▶ [Dataset]:
.....
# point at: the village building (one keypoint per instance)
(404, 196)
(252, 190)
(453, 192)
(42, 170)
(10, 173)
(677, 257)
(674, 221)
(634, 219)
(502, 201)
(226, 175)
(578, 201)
.....
▶ [Exercise brief]:
The data above needs retyping. Reproduce each line exactly.

▶ [Solved exercise]:
# point at: the village building (one keypoint per instance)
(404, 196)
(252, 190)
(453, 192)
(42, 170)
(10, 173)
(677, 257)
(674, 221)
(634, 219)
(502, 201)
(226, 175)
(578, 201)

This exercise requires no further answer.